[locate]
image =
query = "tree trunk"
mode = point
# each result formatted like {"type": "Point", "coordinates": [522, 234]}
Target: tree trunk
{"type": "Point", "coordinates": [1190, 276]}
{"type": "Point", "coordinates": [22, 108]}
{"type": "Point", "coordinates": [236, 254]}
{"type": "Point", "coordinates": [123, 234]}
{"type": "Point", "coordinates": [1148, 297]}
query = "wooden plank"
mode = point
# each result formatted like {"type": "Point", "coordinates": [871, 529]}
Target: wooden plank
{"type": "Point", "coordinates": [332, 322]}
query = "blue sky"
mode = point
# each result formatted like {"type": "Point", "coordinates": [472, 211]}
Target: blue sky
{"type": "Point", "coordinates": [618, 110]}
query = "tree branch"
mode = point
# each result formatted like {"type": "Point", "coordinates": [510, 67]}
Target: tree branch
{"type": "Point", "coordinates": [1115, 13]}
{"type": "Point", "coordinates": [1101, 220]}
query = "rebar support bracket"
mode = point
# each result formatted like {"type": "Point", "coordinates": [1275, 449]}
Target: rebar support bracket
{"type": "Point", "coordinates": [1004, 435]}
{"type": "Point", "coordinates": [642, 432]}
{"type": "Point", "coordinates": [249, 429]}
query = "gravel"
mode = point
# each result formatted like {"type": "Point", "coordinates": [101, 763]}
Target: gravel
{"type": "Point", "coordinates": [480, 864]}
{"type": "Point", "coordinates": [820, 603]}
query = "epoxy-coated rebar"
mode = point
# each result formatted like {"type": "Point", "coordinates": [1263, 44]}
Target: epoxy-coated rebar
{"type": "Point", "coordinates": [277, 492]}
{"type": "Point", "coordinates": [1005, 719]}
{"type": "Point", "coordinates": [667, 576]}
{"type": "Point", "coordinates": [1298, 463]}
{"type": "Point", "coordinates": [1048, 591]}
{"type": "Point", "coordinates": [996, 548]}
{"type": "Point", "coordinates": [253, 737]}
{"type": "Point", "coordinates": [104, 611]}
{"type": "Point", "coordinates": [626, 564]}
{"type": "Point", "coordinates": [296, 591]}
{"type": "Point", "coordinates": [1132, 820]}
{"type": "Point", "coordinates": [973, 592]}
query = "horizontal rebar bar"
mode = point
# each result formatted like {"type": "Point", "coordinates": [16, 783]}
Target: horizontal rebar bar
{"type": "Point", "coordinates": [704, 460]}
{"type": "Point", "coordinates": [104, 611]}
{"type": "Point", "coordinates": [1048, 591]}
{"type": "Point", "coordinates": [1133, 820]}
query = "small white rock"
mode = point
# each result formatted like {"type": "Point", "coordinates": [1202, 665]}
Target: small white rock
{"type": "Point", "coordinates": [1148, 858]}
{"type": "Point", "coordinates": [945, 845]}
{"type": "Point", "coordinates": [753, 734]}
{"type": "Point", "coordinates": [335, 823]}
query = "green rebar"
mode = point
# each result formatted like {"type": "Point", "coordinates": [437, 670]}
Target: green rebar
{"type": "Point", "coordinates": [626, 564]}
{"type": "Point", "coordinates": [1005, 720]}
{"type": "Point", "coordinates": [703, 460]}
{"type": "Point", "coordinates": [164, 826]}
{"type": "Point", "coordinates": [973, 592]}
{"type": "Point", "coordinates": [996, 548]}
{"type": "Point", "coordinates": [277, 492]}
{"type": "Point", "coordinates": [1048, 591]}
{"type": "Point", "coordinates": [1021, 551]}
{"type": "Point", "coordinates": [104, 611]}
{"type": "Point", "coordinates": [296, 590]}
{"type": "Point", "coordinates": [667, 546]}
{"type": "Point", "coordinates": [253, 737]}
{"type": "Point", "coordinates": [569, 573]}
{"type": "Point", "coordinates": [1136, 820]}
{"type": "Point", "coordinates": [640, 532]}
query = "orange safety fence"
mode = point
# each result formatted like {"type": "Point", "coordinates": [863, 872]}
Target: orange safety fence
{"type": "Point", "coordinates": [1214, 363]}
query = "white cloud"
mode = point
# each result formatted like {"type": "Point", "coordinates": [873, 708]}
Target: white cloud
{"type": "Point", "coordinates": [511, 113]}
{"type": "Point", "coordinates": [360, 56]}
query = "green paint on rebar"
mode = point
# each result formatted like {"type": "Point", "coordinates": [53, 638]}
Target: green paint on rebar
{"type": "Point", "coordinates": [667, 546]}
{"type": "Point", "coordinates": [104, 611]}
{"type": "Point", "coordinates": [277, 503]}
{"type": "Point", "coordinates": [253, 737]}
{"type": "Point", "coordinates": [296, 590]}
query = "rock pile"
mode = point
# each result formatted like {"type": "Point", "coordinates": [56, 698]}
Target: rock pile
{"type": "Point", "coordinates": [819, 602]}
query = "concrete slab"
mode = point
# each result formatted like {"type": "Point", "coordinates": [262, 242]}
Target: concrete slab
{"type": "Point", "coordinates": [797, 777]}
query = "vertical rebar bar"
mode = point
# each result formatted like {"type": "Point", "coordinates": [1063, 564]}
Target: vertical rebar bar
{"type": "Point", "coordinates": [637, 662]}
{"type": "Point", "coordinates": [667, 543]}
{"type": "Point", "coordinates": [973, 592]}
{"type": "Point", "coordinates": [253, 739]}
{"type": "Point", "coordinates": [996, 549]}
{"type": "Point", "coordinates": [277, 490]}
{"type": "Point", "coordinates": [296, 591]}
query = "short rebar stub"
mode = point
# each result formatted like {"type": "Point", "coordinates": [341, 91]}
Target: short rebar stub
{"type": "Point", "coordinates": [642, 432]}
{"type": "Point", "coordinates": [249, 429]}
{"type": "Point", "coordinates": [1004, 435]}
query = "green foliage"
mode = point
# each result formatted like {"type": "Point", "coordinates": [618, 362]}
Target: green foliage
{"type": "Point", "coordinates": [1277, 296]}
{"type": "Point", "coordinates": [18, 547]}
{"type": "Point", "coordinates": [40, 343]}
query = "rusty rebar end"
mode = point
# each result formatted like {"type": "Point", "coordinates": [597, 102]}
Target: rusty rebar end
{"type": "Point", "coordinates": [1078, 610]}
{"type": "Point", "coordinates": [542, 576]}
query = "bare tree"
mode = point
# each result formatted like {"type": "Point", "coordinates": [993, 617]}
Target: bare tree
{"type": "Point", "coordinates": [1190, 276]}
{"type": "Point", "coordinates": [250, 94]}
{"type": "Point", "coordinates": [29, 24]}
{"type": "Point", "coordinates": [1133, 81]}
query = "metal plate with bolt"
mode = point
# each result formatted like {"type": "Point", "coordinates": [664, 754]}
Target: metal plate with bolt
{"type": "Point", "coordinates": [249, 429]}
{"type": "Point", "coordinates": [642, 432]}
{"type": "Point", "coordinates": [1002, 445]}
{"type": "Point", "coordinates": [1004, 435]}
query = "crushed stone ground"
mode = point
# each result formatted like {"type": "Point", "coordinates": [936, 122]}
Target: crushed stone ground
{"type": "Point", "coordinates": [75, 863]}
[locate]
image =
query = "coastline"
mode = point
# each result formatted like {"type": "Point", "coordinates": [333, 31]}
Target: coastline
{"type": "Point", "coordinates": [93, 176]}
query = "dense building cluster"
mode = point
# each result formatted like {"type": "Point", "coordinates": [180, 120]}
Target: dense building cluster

--

Stated problem: Copy all the records above exactly, missing none.

Reply:
[locate]
image =
query = "tree trunk"
mode = point
# each result formatted like {"type": "Point", "coordinates": [522, 234]}
Target: tree trunk
{"type": "Point", "coordinates": [1190, 276]}
{"type": "Point", "coordinates": [22, 108]}
{"type": "Point", "coordinates": [236, 254]}
{"type": "Point", "coordinates": [123, 234]}
{"type": "Point", "coordinates": [1148, 297]}
query = "wooden plank"
mode = point
# each result formatted like {"type": "Point", "coordinates": [871, 529]}
Target: wooden plank
{"type": "Point", "coordinates": [332, 322]}
query = "blue sky"
mode = point
# each result formatted like {"type": "Point", "coordinates": [472, 211]}
Target: blue sky
{"type": "Point", "coordinates": [618, 110]}
query = "tree branch"
mode = point
# each result formatted like {"type": "Point", "coordinates": [510, 67]}
Target: tree branch
{"type": "Point", "coordinates": [1115, 13]}
{"type": "Point", "coordinates": [1101, 220]}
query = "rebar support bracket"
mode = point
# each result formatted like {"type": "Point", "coordinates": [1275, 449]}
Target: rebar support bracket
{"type": "Point", "coordinates": [1004, 435]}
{"type": "Point", "coordinates": [642, 432]}
{"type": "Point", "coordinates": [249, 429]}
query = "gravel"
mode = point
# each result formatted like {"type": "Point", "coordinates": [101, 763]}
Target: gravel
{"type": "Point", "coordinates": [480, 864]}
{"type": "Point", "coordinates": [820, 603]}
query = "epoxy-coated rebar"
mode = point
# each result formatted like {"type": "Point", "coordinates": [1263, 44]}
Target: epoxy-coated rebar
{"type": "Point", "coordinates": [277, 492]}
{"type": "Point", "coordinates": [1005, 719]}
{"type": "Point", "coordinates": [667, 576]}
{"type": "Point", "coordinates": [1298, 463]}
{"type": "Point", "coordinates": [1048, 591]}
{"type": "Point", "coordinates": [996, 548]}
{"type": "Point", "coordinates": [253, 737]}
{"type": "Point", "coordinates": [104, 611]}
{"type": "Point", "coordinates": [626, 564]}
{"type": "Point", "coordinates": [296, 591]}
{"type": "Point", "coordinates": [1132, 820]}
{"type": "Point", "coordinates": [973, 592]}
query = "horizontal rebar bar"
mode = point
# each result formatted like {"type": "Point", "coordinates": [16, 783]}
Target: horizontal rebar bar
{"type": "Point", "coordinates": [704, 460]}
{"type": "Point", "coordinates": [104, 611]}
{"type": "Point", "coordinates": [1048, 591]}
{"type": "Point", "coordinates": [1133, 820]}
query = "small white rock"
mode = point
# each result formatted like {"type": "Point", "coordinates": [1202, 665]}
Target: small white rock
{"type": "Point", "coordinates": [1148, 858]}
{"type": "Point", "coordinates": [945, 845]}
{"type": "Point", "coordinates": [753, 734]}
{"type": "Point", "coordinates": [335, 823]}
query = "green rebar"
mode = point
# each result formatted like {"type": "Point", "coordinates": [437, 670]}
Target: green rebar
{"type": "Point", "coordinates": [626, 564]}
{"type": "Point", "coordinates": [1005, 720]}
{"type": "Point", "coordinates": [703, 460]}
{"type": "Point", "coordinates": [164, 826]}
{"type": "Point", "coordinates": [973, 592]}
{"type": "Point", "coordinates": [996, 548]}
{"type": "Point", "coordinates": [277, 492]}
{"type": "Point", "coordinates": [1048, 591]}
{"type": "Point", "coordinates": [1021, 551]}
{"type": "Point", "coordinates": [104, 611]}
{"type": "Point", "coordinates": [296, 590]}
{"type": "Point", "coordinates": [667, 546]}
{"type": "Point", "coordinates": [253, 737]}
{"type": "Point", "coordinates": [569, 573]}
{"type": "Point", "coordinates": [1136, 820]}
{"type": "Point", "coordinates": [640, 532]}
query = "orange safety fence"
mode = point
# each result formatted like {"type": "Point", "coordinates": [863, 872]}
Target: orange safety fence
{"type": "Point", "coordinates": [1214, 363]}
query = "white cloud"
mode = point
# each result formatted like {"type": "Point", "coordinates": [873, 708]}
Target: white cloud
{"type": "Point", "coordinates": [511, 113]}
{"type": "Point", "coordinates": [360, 56]}
query = "green paint on rebar"
mode = point
# each result formatted like {"type": "Point", "coordinates": [53, 638]}
Target: green paint on rebar
{"type": "Point", "coordinates": [667, 546]}
{"type": "Point", "coordinates": [104, 611]}
{"type": "Point", "coordinates": [277, 503]}
{"type": "Point", "coordinates": [253, 737]}
{"type": "Point", "coordinates": [296, 590]}
query = "rock pile"
mode = point
# each result formatted like {"type": "Point", "coordinates": [56, 698]}
Target: rock pile
{"type": "Point", "coordinates": [819, 602]}
query = "concrete slab"
mode = point
# each result formatted like {"type": "Point", "coordinates": [262, 242]}
Target: concrete slab
{"type": "Point", "coordinates": [797, 777]}
query = "vertical rebar bar"
mode = point
# each result formatted like {"type": "Point", "coordinates": [1063, 564]}
Target: vertical rebar bar
{"type": "Point", "coordinates": [637, 662]}
{"type": "Point", "coordinates": [667, 543]}
{"type": "Point", "coordinates": [973, 592]}
{"type": "Point", "coordinates": [253, 739]}
{"type": "Point", "coordinates": [996, 549]}
{"type": "Point", "coordinates": [277, 490]}
{"type": "Point", "coordinates": [296, 591]}
query = "short rebar stub"
mode = point
# each result formatted like {"type": "Point", "coordinates": [341, 91]}
Target: short rebar stub
{"type": "Point", "coordinates": [642, 432]}
{"type": "Point", "coordinates": [249, 429]}
{"type": "Point", "coordinates": [1004, 435]}
query = "green foliage"
mode = point
# each result formatted like {"type": "Point", "coordinates": [618, 362]}
Target: green foliage
{"type": "Point", "coordinates": [1277, 296]}
{"type": "Point", "coordinates": [18, 547]}
{"type": "Point", "coordinates": [40, 343]}
query = "rusty rebar end"
mode = point
# each result formatted like {"type": "Point", "coordinates": [597, 102]}
Target: rusty rebar end
{"type": "Point", "coordinates": [1078, 610]}
{"type": "Point", "coordinates": [542, 576]}
query = "bare tree"
mode = point
# each result formatted like {"type": "Point", "coordinates": [993, 617]}
Target: bare tree
{"type": "Point", "coordinates": [1190, 276]}
{"type": "Point", "coordinates": [250, 94]}
{"type": "Point", "coordinates": [29, 24]}
{"type": "Point", "coordinates": [1133, 81]}
query = "metal plate with bolt"
mode = point
# each result formatted like {"type": "Point", "coordinates": [664, 754]}
Target: metal plate with bolt
{"type": "Point", "coordinates": [249, 429]}
{"type": "Point", "coordinates": [642, 432]}
{"type": "Point", "coordinates": [1002, 445]}
{"type": "Point", "coordinates": [1004, 435]}
query = "crushed stone ground"
mode = point
# each result formatted like {"type": "Point", "coordinates": [936, 122]}
Target: crushed stone ground
{"type": "Point", "coordinates": [75, 863]}
[locate]
image =
query = "coastline"
mode = point
# each result formatted like {"type": "Point", "coordinates": [333, 31]}
Target: coastline
{"type": "Point", "coordinates": [93, 176]}
query = "dense building cluster"
mode = point
# each result formatted like {"type": "Point", "coordinates": [180, 120]}
Target: dense building cluster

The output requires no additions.